§ **Problem requirements**
Pick out every row below that contains the word "sleeveless" and copy each one. Case counts.

§ **Material for this task**

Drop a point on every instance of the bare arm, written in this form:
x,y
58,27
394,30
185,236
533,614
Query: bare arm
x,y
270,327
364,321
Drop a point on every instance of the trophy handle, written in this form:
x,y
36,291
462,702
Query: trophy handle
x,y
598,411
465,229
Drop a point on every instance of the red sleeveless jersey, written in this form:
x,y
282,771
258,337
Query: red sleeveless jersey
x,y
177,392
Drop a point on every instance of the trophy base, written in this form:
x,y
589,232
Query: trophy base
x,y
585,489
...
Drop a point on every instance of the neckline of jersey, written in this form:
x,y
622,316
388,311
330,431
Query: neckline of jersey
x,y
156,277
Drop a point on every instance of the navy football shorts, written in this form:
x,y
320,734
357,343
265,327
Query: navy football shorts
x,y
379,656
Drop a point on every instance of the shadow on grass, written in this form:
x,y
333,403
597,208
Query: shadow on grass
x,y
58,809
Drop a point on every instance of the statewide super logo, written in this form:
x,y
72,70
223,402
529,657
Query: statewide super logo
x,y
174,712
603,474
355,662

§ **Written solution**
Drop a point on every instance of the red sleeveless jersey, written in this form:
Query: red sleeveless jersey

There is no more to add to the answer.